## Work to do:
Revise the listing below, replacing every occurrence of "black chair back" with "dark chair back" and changing nothing else. Omit the pictures from your answer.

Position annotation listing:
====
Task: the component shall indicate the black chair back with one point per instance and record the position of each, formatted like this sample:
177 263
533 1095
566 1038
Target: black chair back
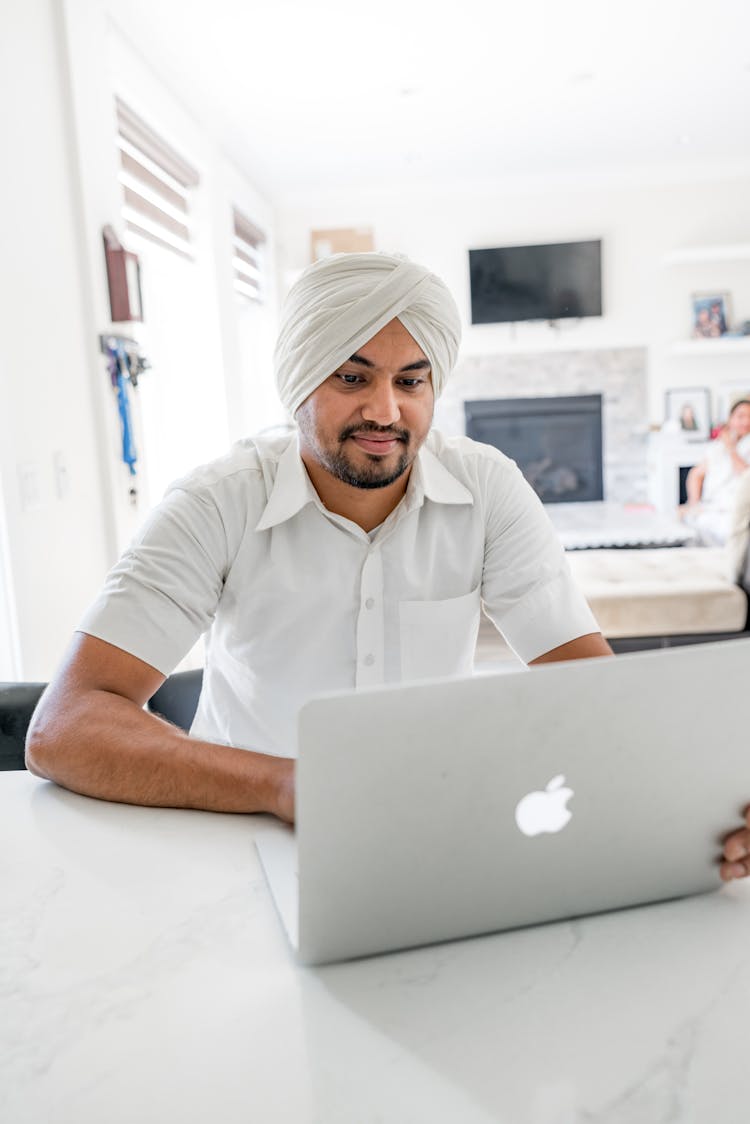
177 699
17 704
====
## Completed task:
Task: the component shall indicate the dark chair back with one point per instance and record the position of each, formatted like this sample:
177 263
533 1095
566 1038
Target: dark chair back
177 699
17 704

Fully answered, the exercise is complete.